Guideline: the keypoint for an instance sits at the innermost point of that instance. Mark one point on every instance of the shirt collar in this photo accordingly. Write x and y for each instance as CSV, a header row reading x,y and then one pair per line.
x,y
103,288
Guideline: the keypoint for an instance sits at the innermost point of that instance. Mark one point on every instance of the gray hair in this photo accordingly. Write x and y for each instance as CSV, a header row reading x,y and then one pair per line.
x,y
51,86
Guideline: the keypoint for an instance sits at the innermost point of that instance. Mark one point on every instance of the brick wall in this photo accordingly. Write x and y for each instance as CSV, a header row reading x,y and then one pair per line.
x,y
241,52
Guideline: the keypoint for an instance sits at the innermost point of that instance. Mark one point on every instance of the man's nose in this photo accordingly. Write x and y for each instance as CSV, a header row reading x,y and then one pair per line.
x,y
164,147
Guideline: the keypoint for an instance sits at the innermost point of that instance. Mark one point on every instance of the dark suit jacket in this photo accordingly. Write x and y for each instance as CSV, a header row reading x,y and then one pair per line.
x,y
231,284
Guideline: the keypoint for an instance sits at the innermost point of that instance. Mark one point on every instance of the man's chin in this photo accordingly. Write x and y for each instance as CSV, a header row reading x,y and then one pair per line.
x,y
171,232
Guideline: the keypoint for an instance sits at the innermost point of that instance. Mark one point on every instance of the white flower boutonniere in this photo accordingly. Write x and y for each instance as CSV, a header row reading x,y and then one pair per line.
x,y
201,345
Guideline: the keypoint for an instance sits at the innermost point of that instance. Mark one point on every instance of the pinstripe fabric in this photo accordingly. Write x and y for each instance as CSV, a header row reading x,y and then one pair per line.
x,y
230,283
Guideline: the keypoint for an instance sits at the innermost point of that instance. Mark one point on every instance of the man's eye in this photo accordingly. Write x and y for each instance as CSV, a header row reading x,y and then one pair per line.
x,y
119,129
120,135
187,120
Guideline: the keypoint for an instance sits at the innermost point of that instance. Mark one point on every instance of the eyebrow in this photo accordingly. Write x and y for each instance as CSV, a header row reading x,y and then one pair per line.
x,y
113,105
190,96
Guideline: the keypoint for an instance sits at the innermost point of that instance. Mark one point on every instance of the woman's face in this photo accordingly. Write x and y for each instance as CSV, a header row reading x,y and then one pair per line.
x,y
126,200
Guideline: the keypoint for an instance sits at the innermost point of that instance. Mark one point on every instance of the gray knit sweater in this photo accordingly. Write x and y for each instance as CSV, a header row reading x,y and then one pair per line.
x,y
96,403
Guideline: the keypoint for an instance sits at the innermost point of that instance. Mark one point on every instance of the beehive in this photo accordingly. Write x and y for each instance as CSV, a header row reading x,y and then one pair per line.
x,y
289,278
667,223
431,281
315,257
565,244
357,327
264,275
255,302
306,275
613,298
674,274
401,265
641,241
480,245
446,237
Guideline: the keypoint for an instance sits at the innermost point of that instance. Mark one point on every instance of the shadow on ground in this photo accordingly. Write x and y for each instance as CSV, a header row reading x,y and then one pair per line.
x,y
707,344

□ □ □

WHAT IS REQUIRED:
Copy all the records above exactly, missing none.

WRITTEN SOLUTION:
Guideline: the keypoint for an instance sits at the innermost point of that instance. Mark one point on every instance of the shirt collar in this photo accordingly. Write x and y for each instance as CSV, a header row reading x,y and then one pair per line.
x,y
103,288
Guideline: the keypoint for an instance sits at the innermost point of that instance. Mark one point on every instance of the gray hair in this photo accordingly. Write x and y for each instance as CSV, a header row reading x,y and then one pair per line.
x,y
51,86
Guideline: the keypoint for an instance sits at the innermost point of that instance. Mark one point on every instance of the brick wall in this photo accordingly. Write x and y for each instance as CSV, a header row reading x,y and then one pair per line.
x,y
241,52
Guideline: the keypoint for an instance sits at the innermost point of that instance. Mark one point on every instance of the man's nose in this photo accordingly. Write x and y for each instance as CSV, a header row reading x,y and then one pair per line.
x,y
164,147
Guideline: the keypoint for an instance sits at the innermost point of that instance. Mark one point on every instance of the dark suit jacket in this photo accordingly. Write x and y for each instance as CSV, a header row reading x,y and then one pair per line.
x,y
231,284
Guideline: the keypoint for an instance sits at the innermost point of that instance. Mark one point on every instance of the man's chin in this photo accordingly. Write x and y for each instance as CSV, a header row reading x,y and then one pair per line.
x,y
171,232
Guideline: the keypoint for an instance sits at the innermost point of that instance. Mark one point on every instance of the white flower boutonniere in this photo accordingly. Write x and y for each instance as CSV, a header row reading x,y and then one pair per line.
x,y
201,345
Guideline: the keypoint for an instance sits at the innermost point of that instance. Mark one point on every instance of the pinstripe fabric in this photo accordingly. Write x and y for each instance as CSV, a header row reading x,y and then one pair per line.
x,y
230,283
Guideline: the keypoint for an instance sits at the innermost point of that instance. Mark one point on every instance of the man's eye in this photo accordingly. Write x and y for each instance as CSV, a header row reading x,y and then one pair per line.
x,y
119,129
120,135
187,120
Guideline: the keypoint for an instance sits at the innermost point of that instance. Mark one point on every instance of the eyebrow in this photo accordingly. Write x and y for each instance as CSV, a header row reading x,y and then one pair per line.
x,y
113,105
190,96
Guideline: the keypoint for an instance sits at the innermost point of that instance. Mark one point on every instance of the woman's face in this photo accordingly. Write x and y for each instance as CSV, a header row reading x,y and then one pair per line.
x,y
126,200
Guideline: the keypoint for an instance sits at the innermost point of that instance. Mark one point on every instance of the gray knit sweater in this photo accordingly. Write x and y for each instance as CSV, a header row reading x,y and then one pair per line.
x,y
96,403
Guideline: the keypoint for an instance sits at the innermost point of that instance. Mark one point on every instance of the beehive in this photo accordingly. Write x and y for each instance as CSV, a header row reading x,y and then one pair per line.
x,y
289,278
667,223
431,281
315,257
565,244
357,327
264,275
255,302
306,275
613,298
674,274
401,265
641,241
480,245
446,237
Guideline: the keypoint for an instance sits at the innermost point of that instance. Mark one point on every instance of the shadow on ground in this photo accordingly. Write x and y for each instance as CSV, a header row reading x,y and then one pair per line.
x,y
707,344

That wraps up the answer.